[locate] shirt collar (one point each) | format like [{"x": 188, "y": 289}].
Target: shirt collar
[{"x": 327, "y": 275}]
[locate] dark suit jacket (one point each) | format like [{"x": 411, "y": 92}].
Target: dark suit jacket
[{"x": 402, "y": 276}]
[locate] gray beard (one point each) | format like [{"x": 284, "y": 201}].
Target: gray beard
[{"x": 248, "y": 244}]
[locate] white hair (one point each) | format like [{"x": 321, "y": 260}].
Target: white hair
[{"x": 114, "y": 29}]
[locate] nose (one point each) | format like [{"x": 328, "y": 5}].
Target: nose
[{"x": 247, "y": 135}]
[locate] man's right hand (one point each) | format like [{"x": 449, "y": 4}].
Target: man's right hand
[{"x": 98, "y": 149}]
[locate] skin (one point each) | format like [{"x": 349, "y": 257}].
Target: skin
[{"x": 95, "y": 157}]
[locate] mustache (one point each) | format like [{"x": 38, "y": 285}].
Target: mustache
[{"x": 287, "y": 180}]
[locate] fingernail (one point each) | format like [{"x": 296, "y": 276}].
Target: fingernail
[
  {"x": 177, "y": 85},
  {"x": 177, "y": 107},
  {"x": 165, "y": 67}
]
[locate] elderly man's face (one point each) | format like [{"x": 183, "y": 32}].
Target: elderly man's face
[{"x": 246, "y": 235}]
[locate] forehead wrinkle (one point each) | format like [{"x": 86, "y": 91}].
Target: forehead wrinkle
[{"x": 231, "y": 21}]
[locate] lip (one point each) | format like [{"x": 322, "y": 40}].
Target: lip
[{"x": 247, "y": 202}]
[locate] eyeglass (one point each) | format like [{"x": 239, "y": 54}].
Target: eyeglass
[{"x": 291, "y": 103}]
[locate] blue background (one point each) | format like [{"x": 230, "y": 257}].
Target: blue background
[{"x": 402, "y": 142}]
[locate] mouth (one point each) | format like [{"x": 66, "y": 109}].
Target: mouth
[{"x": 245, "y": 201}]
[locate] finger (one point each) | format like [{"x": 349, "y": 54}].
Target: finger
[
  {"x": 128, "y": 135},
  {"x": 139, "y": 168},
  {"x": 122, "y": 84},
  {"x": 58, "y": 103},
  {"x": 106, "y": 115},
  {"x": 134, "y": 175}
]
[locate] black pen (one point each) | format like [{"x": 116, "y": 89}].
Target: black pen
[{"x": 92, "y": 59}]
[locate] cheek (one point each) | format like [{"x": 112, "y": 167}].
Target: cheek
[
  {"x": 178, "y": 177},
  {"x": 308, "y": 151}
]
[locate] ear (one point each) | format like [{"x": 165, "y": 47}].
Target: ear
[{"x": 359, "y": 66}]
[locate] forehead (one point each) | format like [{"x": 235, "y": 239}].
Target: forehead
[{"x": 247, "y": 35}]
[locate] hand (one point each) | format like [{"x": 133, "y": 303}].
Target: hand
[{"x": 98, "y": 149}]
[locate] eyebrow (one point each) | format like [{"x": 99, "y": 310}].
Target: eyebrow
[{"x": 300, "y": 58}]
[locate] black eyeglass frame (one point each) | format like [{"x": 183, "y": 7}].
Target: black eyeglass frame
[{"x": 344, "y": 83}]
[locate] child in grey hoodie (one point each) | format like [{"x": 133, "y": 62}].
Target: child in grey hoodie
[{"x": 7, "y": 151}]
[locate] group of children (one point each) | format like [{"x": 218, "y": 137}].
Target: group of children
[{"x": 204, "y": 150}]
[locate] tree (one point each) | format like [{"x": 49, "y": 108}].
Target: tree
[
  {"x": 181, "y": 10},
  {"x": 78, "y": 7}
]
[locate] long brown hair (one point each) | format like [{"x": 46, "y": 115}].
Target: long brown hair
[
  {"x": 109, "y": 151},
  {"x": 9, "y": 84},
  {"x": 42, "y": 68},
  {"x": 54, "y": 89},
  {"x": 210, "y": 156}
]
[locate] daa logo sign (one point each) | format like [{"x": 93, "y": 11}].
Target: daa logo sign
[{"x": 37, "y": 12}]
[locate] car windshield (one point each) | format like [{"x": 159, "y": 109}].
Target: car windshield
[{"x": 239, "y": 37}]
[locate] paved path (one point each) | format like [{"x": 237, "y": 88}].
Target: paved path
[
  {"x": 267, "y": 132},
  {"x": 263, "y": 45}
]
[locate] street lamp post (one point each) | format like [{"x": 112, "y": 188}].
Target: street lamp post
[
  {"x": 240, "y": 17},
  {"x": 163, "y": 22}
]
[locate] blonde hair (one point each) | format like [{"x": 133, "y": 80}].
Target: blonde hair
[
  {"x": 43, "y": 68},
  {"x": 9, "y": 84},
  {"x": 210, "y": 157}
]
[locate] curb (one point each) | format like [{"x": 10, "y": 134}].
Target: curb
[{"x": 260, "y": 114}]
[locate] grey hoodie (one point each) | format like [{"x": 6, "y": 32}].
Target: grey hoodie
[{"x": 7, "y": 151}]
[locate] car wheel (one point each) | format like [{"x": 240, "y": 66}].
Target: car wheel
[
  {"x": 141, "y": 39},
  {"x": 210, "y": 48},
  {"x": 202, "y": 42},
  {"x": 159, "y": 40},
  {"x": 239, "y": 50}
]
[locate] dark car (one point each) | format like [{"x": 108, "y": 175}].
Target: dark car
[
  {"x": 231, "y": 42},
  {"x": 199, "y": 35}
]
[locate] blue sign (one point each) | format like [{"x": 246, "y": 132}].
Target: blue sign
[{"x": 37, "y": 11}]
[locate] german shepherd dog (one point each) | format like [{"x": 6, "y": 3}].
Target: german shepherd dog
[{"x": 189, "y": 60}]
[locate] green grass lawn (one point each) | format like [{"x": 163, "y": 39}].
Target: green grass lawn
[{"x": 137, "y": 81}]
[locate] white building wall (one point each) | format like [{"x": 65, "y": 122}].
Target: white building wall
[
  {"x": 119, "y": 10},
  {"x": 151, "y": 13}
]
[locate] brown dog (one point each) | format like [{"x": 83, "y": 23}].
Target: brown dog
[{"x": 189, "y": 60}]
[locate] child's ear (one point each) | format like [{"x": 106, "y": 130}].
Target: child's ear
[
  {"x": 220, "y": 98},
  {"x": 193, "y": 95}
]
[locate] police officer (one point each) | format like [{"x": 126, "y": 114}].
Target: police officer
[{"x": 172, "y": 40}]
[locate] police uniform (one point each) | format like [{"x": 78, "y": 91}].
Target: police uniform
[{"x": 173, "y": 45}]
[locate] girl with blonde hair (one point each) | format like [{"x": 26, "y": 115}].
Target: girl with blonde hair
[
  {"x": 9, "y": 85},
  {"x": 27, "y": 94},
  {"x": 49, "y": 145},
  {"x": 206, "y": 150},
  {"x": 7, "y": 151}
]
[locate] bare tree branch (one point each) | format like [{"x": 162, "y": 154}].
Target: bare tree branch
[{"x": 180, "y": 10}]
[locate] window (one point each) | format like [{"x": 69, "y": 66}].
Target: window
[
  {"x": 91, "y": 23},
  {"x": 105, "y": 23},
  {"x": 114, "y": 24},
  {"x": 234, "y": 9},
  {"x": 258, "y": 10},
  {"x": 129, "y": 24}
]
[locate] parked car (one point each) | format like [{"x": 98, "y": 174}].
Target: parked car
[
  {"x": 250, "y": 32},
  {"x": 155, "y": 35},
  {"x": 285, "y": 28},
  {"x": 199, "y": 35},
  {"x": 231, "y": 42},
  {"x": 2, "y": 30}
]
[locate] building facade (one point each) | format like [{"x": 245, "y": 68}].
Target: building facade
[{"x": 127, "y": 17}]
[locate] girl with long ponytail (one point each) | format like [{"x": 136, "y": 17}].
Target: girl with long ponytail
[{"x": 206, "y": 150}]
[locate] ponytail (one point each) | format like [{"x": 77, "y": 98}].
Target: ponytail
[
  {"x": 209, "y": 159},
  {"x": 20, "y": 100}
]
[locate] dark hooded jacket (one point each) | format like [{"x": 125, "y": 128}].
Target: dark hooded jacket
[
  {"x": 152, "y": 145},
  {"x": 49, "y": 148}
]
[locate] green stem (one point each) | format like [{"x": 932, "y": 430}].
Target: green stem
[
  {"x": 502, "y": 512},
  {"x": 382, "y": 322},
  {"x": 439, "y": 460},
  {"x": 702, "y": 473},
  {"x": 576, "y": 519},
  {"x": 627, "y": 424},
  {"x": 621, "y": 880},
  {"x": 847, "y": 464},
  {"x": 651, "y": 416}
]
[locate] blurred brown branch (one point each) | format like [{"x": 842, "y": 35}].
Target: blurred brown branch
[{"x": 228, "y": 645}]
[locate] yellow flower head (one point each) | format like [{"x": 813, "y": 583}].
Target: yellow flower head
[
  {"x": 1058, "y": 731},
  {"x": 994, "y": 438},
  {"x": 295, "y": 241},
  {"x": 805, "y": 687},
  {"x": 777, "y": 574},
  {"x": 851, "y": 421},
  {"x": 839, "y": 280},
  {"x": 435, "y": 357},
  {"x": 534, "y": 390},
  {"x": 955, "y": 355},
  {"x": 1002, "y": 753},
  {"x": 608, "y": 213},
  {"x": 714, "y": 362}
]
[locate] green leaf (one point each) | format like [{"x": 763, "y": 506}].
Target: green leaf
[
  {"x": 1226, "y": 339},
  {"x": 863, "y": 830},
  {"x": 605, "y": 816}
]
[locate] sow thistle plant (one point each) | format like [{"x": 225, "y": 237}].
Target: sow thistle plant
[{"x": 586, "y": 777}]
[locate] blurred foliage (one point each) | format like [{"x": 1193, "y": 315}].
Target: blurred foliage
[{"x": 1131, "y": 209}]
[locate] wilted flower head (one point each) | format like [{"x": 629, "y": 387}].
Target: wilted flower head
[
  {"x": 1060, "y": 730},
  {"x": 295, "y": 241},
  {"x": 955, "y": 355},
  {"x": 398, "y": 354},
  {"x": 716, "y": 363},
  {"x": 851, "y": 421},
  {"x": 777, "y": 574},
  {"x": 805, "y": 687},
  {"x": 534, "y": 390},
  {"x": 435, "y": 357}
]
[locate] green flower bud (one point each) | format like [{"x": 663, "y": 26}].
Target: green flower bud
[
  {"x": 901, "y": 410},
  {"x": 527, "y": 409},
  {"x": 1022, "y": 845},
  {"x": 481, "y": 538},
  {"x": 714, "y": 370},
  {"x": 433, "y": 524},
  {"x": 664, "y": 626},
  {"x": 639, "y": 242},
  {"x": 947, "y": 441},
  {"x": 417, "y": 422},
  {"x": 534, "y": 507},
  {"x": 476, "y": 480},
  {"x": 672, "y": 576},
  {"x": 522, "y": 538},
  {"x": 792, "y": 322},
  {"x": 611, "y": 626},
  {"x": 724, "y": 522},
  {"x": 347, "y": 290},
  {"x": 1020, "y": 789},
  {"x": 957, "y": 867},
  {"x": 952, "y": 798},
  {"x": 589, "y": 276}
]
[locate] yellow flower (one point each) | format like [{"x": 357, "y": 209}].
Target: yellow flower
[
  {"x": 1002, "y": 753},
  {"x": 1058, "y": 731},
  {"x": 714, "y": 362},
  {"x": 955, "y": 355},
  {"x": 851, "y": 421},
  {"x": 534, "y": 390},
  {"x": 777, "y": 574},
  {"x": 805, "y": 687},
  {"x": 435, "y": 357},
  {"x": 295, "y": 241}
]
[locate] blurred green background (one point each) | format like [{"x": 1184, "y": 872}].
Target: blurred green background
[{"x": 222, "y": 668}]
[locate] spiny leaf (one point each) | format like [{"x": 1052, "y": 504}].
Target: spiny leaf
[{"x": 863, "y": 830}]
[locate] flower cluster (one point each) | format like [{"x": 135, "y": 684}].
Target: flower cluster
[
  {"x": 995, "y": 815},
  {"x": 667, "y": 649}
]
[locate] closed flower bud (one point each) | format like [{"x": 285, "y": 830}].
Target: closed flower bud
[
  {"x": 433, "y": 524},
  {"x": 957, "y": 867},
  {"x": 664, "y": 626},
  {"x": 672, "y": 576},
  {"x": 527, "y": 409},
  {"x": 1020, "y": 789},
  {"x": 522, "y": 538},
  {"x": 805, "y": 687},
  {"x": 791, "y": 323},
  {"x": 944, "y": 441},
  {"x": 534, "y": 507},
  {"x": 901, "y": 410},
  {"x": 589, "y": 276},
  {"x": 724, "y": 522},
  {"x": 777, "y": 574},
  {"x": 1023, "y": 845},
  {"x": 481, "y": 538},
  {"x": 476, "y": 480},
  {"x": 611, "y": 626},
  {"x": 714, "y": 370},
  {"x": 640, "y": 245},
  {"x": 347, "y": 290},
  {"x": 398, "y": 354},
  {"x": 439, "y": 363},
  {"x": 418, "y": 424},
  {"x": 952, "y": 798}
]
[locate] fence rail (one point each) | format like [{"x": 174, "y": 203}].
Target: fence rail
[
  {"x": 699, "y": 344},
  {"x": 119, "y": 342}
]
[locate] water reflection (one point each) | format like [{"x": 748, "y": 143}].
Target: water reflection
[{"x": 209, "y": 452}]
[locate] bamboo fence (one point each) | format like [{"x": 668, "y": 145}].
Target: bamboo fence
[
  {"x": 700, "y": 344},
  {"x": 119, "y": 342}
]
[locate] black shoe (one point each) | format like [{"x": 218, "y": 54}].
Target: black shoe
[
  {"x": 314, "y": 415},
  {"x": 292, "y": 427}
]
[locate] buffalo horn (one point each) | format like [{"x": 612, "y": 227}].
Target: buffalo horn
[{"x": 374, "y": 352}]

***

# Task to carry out
Taking the listing above as the source, transcribe only the lines starting at the line with "Target: fingernail" and going through the line with "[locate] lip (one", unaltered and with both ends included.

# Exercise answer
Target: fingernail
[
  {"x": 177, "y": 85},
  {"x": 177, "y": 107},
  {"x": 165, "y": 67}
]
[locate] elderly man's face (one point each) | format like [{"x": 183, "y": 32}].
Target: elderly man's face
[{"x": 246, "y": 235}]
[locate] forehead wrinkle (one point each) | format like [{"x": 86, "y": 91}].
Target: forehead wrinkle
[{"x": 231, "y": 21}]
[locate] lip (one point each) | format like [{"x": 322, "y": 40}].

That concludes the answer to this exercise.